= WORK TO BE COMPLETED =
Render all of the material below as a Markdown table with two columns, Row and Line. Number each row and omit any blank lines.

= DATASET =
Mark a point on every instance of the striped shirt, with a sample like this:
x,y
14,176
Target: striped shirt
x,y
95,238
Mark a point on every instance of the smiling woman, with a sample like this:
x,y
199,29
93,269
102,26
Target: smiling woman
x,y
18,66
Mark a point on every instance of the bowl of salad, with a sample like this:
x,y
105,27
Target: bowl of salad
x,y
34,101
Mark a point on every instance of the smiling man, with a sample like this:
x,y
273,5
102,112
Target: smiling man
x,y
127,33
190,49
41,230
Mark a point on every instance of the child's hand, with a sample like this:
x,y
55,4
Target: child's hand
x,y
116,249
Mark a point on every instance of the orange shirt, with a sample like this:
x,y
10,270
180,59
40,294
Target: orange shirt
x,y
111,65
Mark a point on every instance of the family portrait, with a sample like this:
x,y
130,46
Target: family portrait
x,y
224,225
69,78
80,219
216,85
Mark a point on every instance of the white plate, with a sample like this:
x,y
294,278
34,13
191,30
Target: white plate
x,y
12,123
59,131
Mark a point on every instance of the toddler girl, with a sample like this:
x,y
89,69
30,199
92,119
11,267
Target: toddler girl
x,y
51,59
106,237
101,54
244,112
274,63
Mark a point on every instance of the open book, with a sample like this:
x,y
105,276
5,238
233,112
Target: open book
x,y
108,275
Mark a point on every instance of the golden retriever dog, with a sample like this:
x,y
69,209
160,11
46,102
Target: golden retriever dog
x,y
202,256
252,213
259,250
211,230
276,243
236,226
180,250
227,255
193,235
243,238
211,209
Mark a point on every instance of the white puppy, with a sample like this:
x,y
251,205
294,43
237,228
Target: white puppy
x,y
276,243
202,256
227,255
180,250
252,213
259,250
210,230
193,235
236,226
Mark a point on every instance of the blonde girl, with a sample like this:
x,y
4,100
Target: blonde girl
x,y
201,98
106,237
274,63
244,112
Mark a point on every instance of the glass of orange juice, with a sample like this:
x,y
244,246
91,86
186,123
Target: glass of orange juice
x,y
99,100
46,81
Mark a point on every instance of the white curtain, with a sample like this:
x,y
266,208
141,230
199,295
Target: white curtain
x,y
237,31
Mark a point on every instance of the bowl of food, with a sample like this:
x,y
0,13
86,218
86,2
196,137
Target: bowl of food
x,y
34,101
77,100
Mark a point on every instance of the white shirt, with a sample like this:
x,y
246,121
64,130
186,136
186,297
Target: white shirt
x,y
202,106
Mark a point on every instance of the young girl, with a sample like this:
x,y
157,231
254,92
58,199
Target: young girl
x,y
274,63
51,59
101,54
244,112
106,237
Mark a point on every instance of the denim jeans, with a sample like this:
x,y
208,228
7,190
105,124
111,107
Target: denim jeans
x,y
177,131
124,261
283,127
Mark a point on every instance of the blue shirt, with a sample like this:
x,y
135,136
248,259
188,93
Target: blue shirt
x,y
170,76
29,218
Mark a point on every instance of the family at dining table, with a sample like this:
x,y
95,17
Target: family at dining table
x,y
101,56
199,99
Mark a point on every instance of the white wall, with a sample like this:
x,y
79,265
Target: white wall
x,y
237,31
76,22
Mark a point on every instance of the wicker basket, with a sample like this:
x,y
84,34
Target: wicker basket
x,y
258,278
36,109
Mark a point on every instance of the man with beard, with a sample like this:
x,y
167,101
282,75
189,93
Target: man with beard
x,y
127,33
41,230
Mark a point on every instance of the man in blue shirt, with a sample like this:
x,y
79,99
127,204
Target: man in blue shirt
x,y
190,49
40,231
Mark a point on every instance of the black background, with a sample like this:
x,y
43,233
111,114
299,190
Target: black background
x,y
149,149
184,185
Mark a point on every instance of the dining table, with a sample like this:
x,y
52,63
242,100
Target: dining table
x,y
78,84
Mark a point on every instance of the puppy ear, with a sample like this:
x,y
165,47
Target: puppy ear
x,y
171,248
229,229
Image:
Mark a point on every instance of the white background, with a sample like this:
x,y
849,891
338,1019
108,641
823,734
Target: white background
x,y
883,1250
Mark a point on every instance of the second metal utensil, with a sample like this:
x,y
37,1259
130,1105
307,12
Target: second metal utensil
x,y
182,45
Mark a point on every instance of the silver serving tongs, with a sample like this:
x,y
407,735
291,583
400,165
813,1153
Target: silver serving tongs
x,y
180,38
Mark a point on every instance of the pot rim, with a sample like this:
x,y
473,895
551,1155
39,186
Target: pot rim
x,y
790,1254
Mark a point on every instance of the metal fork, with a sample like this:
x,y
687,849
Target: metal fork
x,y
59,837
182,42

= WRITTEN ANSWER =
| Row | Line |
|---|---|
| 1 | Mark a point on every instance of the striped shirt, with a sample like this: |
| 2 | x,y |
| 3 | 14,176 |
| 4 | Target: striped shirt |
| 5 | x,y |
| 6 | 95,238 |
| 7 | Mark a point on every instance of the smiling woman, with a sample like this: |
| 8 | x,y |
| 9 | 199,29 |
| 10 | 93,269 |
| 11 | 102,26 |
| 12 | Target: smiling woman |
| 13 | x,y |
| 14 | 18,66 |
| 15 | Mark a point on every instance of the bowl of salad, with a sample like this: |
| 16 | x,y |
| 17 | 105,27 |
| 18 | Target: bowl of salad |
| 19 | x,y |
| 20 | 34,101 |
| 21 | Mark a point on every instance of the smiling man, with a sample like this: |
| 22 | x,y |
| 23 | 273,5 |
| 24 | 102,112 |
| 25 | Target: smiling man |
| 26 | x,y |
| 27 | 127,33 |
| 28 | 190,49 |
| 29 | 41,230 |
| 30 | Mark a point on every instance of the child's hand, with a sample like this: |
| 31 | x,y |
| 32 | 55,4 |
| 33 | Target: child's hand |
| 34 | x,y |
| 35 | 116,249 |
| 36 | Mark a point on every instance of the orange shirt, with a sample like this: |
| 37 | x,y |
| 38 | 10,270 |
| 39 | 180,59 |
| 40 | 40,294 |
| 41 | Target: orange shirt |
| 42 | x,y |
| 43 | 111,65 |
| 44 | Mark a point on every instance of the family portrait, with a sample like this: |
| 45 | x,y |
| 46 | 130,46 |
| 47 | Target: family portrait |
| 48 | x,y |
| 49 | 224,225 |
| 50 | 69,78 |
| 51 | 80,219 |
| 52 | 216,85 |
| 53 | Mark a point on every instance of the white plate, with a sample like this: |
| 54 | x,y |
| 55 | 294,278 |
| 56 | 34,13 |
| 57 | 191,30 |
| 58 | Target: white plate |
| 59 | x,y |
| 60 | 12,123 |
| 61 | 59,131 |
| 62 | Mark a point on every instance of the toddler girl, with a sample like this: |
| 63 | x,y |
| 64 | 89,69 |
| 65 | 30,199 |
| 66 | 92,119 |
| 67 | 11,267 |
| 68 | Target: toddler girl |
| 69 | x,y |
| 70 | 51,59 |
| 71 | 106,237 |
| 72 | 101,54 |
| 73 | 244,112 |
| 74 | 274,63 |
| 75 | Mark a point on every instance of the open book, with a sample like this: |
| 76 | x,y |
| 77 | 105,276 |
| 78 | 5,238 |
| 79 | 233,112 |
| 80 | Target: open book |
| 81 | x,y |
| 82 | 108,275 |
| 83 | Mark a point on every instance of the golden retriever dog, with a sample like this: |
| 84 | x,y |
| 85 | 69,209 |
| 86 | 160,11 |
| 87 | 46,102 |
| 88 | Target: golden retriever dog |
| 89 | x,y |
| 90 | 202,256 |
| 91 | 252,213 |
| 92 | 259,250 |
| 93 | 211,230 |
| 94 | 276,243 |
| 95 | 236,226 |
| 96 | 180,250 |
| 97 | 227,255 |
| 98 | 193,235 |
| 99 | 243,238 |
| 100 | 211,209 |
| 101 | Mark a point on every instance of the white puppy, with a sample like this: |
| 102 | x,y |
| 103 | 251,205 |
| 104 | 294,43 |
| 105 | 237,228 |
| 106 | Target: white puppy |
| 107 | x,y |
| 108 | 276,243 |
| 109 | 202,256 |
| 110 | 227,255 |
| 111 | 180,250 |
| 112 | 252,213 |
| 113 | 259,250 |
| 114 | 210,230 |
| 115 | 193,235 |
| 116 | 236,226 |
| 117 | Mark a point on every instance of the blonde girl, with a sample like this: |
| 118 | x,y |
| 119 | 4,100 |
| 120 | Target: blonde girl |
| 121 | x,y |
| 122 | 201,98 |
| 123 | 106,237 |
| 124 | 274,63 |
| 125 | 244,112 |
| 126 | Mark a point on every instance of the glass of orange juice, with a sample like this: |
| 127 | x,y |
| 128 | 244,246 |
| 129 | 91,86 |
| 130 | 186,123 |
| 131 | Target: glass of orange juice |
| 132 | x,y |
| 133 | 99,100 |
| 134 | 46,81 |
| 135 | Mark a point on every instance of the white curtain, with a sample like this: |
| 136 | x,y |
| 137 | 266,208 |
| 138 | 141,230 |
| 139 | 199,295 |
| 140 | Target: white curtain |
| 141 | x,y |
| 142 | 237,31 |
| 143 | Mark a point on every instance of the bowl of food, with a sample like this: |
| 144 | x,y |
| 145 | 0,13 |
| 146 | 86,218 |
| 147 | 86,2 |
| 148 | 196,137 |
| 149 | Target: bowl of food |
| 150 | x,y |
| 151 | 34,101 |
| 152 | 77,100 |
| 153 | Mark a point on every instance of the white shirt, with a sample like this: |
| 154 | x,y |
| 155 | 246,121 |
| 156 | 64,130 |
| 157 | 186,136 |
| 158 | 186,297 |
| 159 | Target: white shirt |
| 160 | x,y |
| 161 | 202,106 |
| 162 | Mark a point on every instance of the young girl, with a sample like this: |
| 163 | x,y |
| 164 | 157,231 |
| 165 | 254,92 |
| 166 | 58,199 |
| 167 | Target: young girl |
| 168 | x,y |
| 169 | 274,63 |
| 170 | 51,59 |
| 171 | 101,54 |
| 172 | 244,112 |
| 173 | 106,237 |
| 174 | Mark a point on every instance of the denim jeans, with a sample like this: |
| 175 | x,y |
| 176 | 208,228 |
| 177 | 7,190 |
| 178 | 105,124 |
| 179 | 111,107 |
| 180 | Target: denim jeans |
| 181 | x,y |
| 182 | 177,131 |
| 183 | 124,261 |
| 184 | 283,127 |
| 185 | Mark a point on every instance of the blue shirt, with a sample like this: |
| 186 | x,y |
| 187 | 135,136 |
| 188 | 248,259 |
| 189 | 188,93 |
| 190 | Target: blue shirt |
| 191 | x,y |
| 192 | 170,76 |
| 193 | 29,218 |
| 194 | Mark a point on every instance of the family at dining table, with a sample like this: |
| 195 | x,y |
| 196 | 95,17 |
| 197 | Target: family at dining table |
| 198 | x,y |
| 199 | 101,56 |
| 200 | 199,99 |
| 201 | Mark a point on every instance of the white wall, with a sample like this: |
| 202 | x,y |
| 203 | 79,265 |
| 204 | Target: white wall |
| 205 | x,y |
| 206 | 237,31 |
| 207 | 76,22 |
| 208 | Mark a point on every instance of the wicker basket, with a sample like this: |
| 209 | x,y |
| 210 | 84,34 |
| 211 | Target: wicker basket |
| 212 | x,y |
| 213 | 258,278 |
| 214 | 36,109 |
| 215 | Mark a point on every instance of the man with beard, with a sample like this: |
| 216 | x,y |
| 217 | 167,101 |
| 218 | 282,75 |
| 219 | 189,93 |
| 220 | Target: man with beard |
| 221 | x,y |
| 222 | 127,33 |
| 223 | 41,230 |
| 224 | Mark a point on every instance of the man in blue shirt, with a sample like this: |
| 225 | x,y |
| 226 | 79,99 |
| 227 | 127,204 |
| 228 | Target: man in blue shirt |
| 229 | x,y |
| 230 | 190,49 |
| 231 | 40,231 |
| 232 | Mark a point on every instance of the black background, with a sample like this: |
| 233 | x,y |
| 234 | 43,233 |
| 235 | 111,114 |
| 236 | 299,190 |
| 237 | Target: black background |
| 238 | x,y |
| 239 | 149,149 |
| 240 | 184,185 |
| 241 | Mark a point on every instance of the dining table, with a sample like this: |
| 242 | x,y |
| 243 | 52,63 |
| 244 | 242,100 |
| 245 | Target: dining table |
| 246 | x,y |
| 247 | 78,84 |
| 248 | Mark a point on every instance of the puppy ear, with a sample like this: |
| 249 | x,y |
| 250 | 165,47 |
| 251 | Target: puppy ear |
| 252 | x,y |
| 253 | 171,248 |
| 254 | 229,229 |
| 255 | Image: |
| 256 | Mark a point on every instance of the white background, with a sample like this: |
| 257 | x,y |
| 258 | 849,891 |
| 259 | 338,1019 |
| 260 | 108,641 |
| 261 | 823,734 |
| 262 | Target: white background |
| 263 | x,y |
| 264 | 883,1250 |
| 265 | Mark a point on every instance of the second metal utensil, with a sample like this: |
| 266 | x,y |
| 267 | 37,1259 |
| 268 | 130,1105 |
| 269 | 307,12 |
| 270 | Target: second metal utensil |
| 271 | x,y |
| 272 | 182,45 |
| 273 | Mark a point on every instance of the silver serving tongs, with a sample like this: |
| 274 | x,y |
| 275 | 407,735 |
| 276 | 291,583 |
| 277 | 400,165 |
| 278 | 813,1153 |
| 279 | Target: silver serving tongs |
| 280 | x,y |
| 281 | 180,38 |
| 282 | Mark a point on every instance of the pot rim, with a sample like this: |
| 283 | x,y |
| 284 | 473,895 |
| 285 | 551,1155 |
| 286 | 39,186 |
| 287 | Target: pot rim |
| 288 | x,y |
| 289 | 790,1254 |
| 290 | Mark a point on every instance of the metal fork, with a sample like this: |
| 291 | x,y |
| 292 | 687,849 |
| 293 | Target: metal fork |
| 294 | x,y |
| 295 | 59,837 |
| 296 | 182,42 |